# START OF SUPPLIED PASSAGE

III.  QOF and QOZB Testing and Qualifying Property

  • Self-Constructed Property is “Purchased” for Opportunity Zone Purposes.  The Final Regulations confirm what many had assumed, that self-constructed property intended to be used in the trade or business is a qualified asset.  The materials used for the construction of the property must themselves be qualified opportunity zone business property.  The Final Regulations further state that such property is considered “acquired” when significant work of a physical nature begins, and provides a safe harbor when 10% of the total expected construction cost is expended.  The FAQ accompanying the final regulations states that, for purposes of the 70% test, self-constructed property is valued at the “purchase price as of the date when significant work of a significant nature begins.”

Polsinelli Observation: The meaning of the term “purchase price” is unclear, but clearly includes costs incurred by a testing date.

  • Expansion of the Working Capital Safe Harbor.  The Final Regulations expand the working capital safe harbor for start-up businesses where there are multiple contributions of capital to a QOZB, and therefore more than one working capital safe harbor plan document.  To qualify, each subsequent cash infusion must be covered by an additional working capital safe harbor and the working capital plan for the additional cash infusions must “form an integral part of the plan covered by the initial working capital safe harbor period.” The 62 months is a maximum period regardless of number of cash infusions.  Moreover, the additional infusions must not be de minimis – basically designed solely to obtain the additional period.  The Final Regulations further provide that, during the working capital safe harbor period:

1) NQFP in excess of 5% limit will not cause business to fail to qualify a QOZB;

2) gross income earned will be counted towards the 50% gross income requirement; 

3) tangible property purchased, leased, or improved by a business with cash covered; by working capital safe harbor will count for 70% standard; and

4) intangible property will count toward 40%.

Polsinelli Observation:  As discussed below, although property being improved with cash subject to the working capital safe harbor (and property that is expected to be substantially improved within the requisite 30-month period) is counted for purposes of the 70% test, the Final Regulations do not provide specific guidance on how such property is valued.  Based on rules for self-constructed property, it appears that valuation is based on the actual costs incurred in constructing and improving the property.

# END OF SUPPLIED PASSAGE
# START OF DATA

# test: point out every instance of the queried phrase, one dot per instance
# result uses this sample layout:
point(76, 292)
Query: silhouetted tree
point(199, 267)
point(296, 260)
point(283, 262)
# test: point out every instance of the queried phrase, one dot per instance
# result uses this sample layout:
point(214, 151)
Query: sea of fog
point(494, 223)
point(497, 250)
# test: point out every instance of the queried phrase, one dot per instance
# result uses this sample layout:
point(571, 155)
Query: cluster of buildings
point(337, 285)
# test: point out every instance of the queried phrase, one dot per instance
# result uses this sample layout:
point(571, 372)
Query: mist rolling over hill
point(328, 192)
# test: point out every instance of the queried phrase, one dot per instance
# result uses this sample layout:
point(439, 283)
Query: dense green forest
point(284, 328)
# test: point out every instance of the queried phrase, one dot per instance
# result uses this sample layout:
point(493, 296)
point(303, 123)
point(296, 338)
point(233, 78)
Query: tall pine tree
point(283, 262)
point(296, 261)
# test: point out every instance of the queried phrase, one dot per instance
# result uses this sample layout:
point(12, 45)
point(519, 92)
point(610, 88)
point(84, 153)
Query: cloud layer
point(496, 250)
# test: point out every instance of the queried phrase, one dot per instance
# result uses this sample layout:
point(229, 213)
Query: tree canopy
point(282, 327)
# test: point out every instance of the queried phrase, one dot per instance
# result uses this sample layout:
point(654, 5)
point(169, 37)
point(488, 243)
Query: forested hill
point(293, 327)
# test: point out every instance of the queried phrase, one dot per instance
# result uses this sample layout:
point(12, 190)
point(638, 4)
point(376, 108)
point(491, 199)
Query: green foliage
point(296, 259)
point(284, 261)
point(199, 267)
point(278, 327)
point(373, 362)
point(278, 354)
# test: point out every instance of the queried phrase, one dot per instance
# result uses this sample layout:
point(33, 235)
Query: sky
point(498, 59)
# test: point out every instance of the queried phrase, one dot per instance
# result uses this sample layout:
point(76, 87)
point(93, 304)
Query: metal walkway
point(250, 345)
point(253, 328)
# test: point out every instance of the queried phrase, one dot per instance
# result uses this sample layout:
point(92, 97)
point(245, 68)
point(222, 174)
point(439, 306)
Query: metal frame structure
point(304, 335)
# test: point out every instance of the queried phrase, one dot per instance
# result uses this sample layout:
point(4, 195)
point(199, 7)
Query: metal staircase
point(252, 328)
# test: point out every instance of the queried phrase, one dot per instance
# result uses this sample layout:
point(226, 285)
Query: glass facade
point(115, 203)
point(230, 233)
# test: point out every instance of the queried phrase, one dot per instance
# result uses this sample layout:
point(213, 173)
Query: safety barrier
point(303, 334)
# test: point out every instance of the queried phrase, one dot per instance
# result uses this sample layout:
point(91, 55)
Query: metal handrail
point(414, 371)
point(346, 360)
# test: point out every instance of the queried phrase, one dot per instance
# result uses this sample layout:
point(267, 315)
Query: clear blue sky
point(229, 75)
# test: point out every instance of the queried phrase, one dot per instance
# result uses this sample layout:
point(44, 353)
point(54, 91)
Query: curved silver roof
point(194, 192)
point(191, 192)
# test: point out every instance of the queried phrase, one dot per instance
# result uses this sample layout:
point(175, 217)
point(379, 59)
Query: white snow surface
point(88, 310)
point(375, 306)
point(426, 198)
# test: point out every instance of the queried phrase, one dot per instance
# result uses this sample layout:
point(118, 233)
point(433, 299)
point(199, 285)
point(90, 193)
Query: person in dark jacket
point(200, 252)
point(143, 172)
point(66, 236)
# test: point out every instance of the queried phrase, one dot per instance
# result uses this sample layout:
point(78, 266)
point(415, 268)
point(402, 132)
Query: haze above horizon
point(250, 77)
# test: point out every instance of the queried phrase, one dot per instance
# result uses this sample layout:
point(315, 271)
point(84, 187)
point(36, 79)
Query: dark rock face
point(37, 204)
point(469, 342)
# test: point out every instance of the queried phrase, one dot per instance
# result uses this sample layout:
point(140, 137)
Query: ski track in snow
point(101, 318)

# END OF DATA
# START OF DATA

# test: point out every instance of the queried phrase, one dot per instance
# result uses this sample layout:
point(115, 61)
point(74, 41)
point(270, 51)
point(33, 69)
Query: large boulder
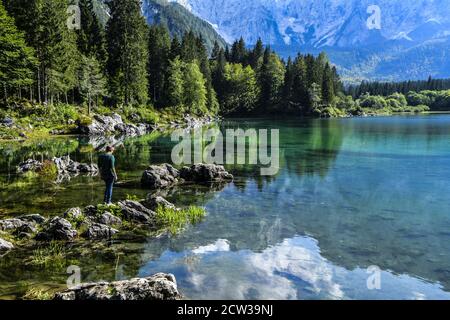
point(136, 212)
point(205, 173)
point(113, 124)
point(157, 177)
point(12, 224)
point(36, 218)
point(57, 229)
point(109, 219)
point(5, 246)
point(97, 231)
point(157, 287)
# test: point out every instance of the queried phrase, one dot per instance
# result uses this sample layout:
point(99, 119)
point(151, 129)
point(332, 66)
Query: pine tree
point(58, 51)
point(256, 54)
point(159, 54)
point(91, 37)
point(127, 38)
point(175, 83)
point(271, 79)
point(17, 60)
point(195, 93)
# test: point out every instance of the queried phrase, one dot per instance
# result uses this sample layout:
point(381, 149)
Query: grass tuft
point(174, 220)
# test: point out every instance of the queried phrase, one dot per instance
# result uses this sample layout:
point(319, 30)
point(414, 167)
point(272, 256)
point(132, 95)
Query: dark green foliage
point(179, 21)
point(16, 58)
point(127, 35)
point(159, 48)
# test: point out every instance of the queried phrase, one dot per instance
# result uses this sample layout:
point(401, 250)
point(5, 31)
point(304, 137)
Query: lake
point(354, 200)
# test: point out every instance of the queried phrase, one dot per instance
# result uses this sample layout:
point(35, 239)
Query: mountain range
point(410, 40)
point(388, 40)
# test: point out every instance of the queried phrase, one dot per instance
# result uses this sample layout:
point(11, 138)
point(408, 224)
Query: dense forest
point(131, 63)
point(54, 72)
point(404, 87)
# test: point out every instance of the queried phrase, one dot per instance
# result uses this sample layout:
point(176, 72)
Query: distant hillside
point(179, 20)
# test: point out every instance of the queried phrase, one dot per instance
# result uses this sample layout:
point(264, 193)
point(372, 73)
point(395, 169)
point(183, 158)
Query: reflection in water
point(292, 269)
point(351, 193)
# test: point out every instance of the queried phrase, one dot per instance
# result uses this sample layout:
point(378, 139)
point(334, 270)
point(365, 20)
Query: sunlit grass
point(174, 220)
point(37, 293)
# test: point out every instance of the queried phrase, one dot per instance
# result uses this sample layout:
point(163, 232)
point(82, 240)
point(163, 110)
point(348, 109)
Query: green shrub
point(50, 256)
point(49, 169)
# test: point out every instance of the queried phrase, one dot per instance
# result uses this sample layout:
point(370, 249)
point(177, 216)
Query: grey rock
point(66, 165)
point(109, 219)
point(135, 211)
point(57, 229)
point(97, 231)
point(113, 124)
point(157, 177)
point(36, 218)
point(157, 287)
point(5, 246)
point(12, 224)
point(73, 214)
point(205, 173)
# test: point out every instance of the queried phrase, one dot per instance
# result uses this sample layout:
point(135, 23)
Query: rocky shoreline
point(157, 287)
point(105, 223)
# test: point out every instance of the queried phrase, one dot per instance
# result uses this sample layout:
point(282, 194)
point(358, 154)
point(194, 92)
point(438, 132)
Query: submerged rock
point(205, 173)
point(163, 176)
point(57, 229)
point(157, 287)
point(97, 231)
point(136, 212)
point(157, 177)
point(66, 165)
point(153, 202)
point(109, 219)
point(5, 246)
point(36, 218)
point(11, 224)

# END OF DATA

EXERCISE SET:
a: Answer these questions using the opportunity zone passage:
(i) What share of total expected construction cost must be spent to meet the safe harbor for treating self-constructed property as acquired?
(ii) What is the maximum length of the working capital safe harbor period, regardless of the number of cash infusions?
(iii) During the working capital safe harbor period, intangible property counts toward what percentage?
b: Continue the opportunity zone passage after its last sentence.

EXPECTED ANSWERS:
a:
(i) 10%
(ii) 62 months
(iii) 40%

b:
  • Modifications to the Original Use Test.  The Final Regulations modify the rules for when vacant property can meet the original use test.  Vacant property will now meet the original use test if it was vacant for at least one year at the time the opportunity zone containing the property was designated and has remained vacant since such time, or, if the property does not meet this test, if it has been vacant for three years beginning with the date the relevant opportunity zone was designated.  

    The Final Regulations define “vacant” to mean “significantly unused,” which means that more that than 80% of the building or land, as measured by square footage of usable space, is not being used. 

    In addition, so-called “brownfield” sites will automatically meet the original use test and the original use test will be met for land and structures.  Finally, real property (land and structures) purchased from local government will meet the original use test if held by government pursuant to an involuntary transfer (abandonment, bankruptcy, etc.).

  • Modifications to the Substantial Improvement Test.  The most important change from the proposed regulations is that the Final Regulations provide an opportunity to aggregate property and even buildings for purposes of the substantial improvement test.  Previously, commentators were concerned that each piece of tangible property had to be separately considered, no matter how small, and that administrative problems with the test might discourage investors from investing in operating businesses.  The Final Regulations provide some relief, and also allow some aggregation of buildings so that integrated real estate projects can more easily qualify.  

First, a QOZB can include the cost of purchased “original use” assets that otherwise qualify as qualified opportunity zone business property in determining whether a property has been substantially improved if the purchased assets (i) are used in the same trade or business in the opportunity zone (or a contiguous opportunity zone as the non-original use asset and (ii) the purchased assets improve the functionality of the non-original use asset.  The Final Regulations provide an example whereby a hotel can include the cost of linens, furniture, etc. used in the hotel in determining whether the hotel building has been substantially improved.  If this approach is used, the purchased property is not treated as original use property but instead, its basis is added to the non-original use property for purposes of the 70% test.  The non-original use property must still be improved by a non-insubstantial amount.

Second, in some circumstances the Final Regulations allow a QOZB to aggregate the cost of buildings and treat them as a single asset for purposes of the substantial improvement test.  The Final Regulations provide that two or more buildings can be aggregated and treated as single asset if they are on single deed or, if on multiple deeds, if they are contiguous.  Such buildings constitute an “eligible building group.”  The eligible building group must (a) be operated exclusively by the QOF or QOZB; (b) the buildings in the group must share significant centralized business elements, such as personnel, accounting, legal, manufacturing; and (c) the buildings in the group must be operated in coordination with, or reliance upon, one or more trades or businesses.  

Polsinelli Observation:  The new aggregation rules provide a pathway for operating businesses and real estate projects to more easily meet the substantial improvement test.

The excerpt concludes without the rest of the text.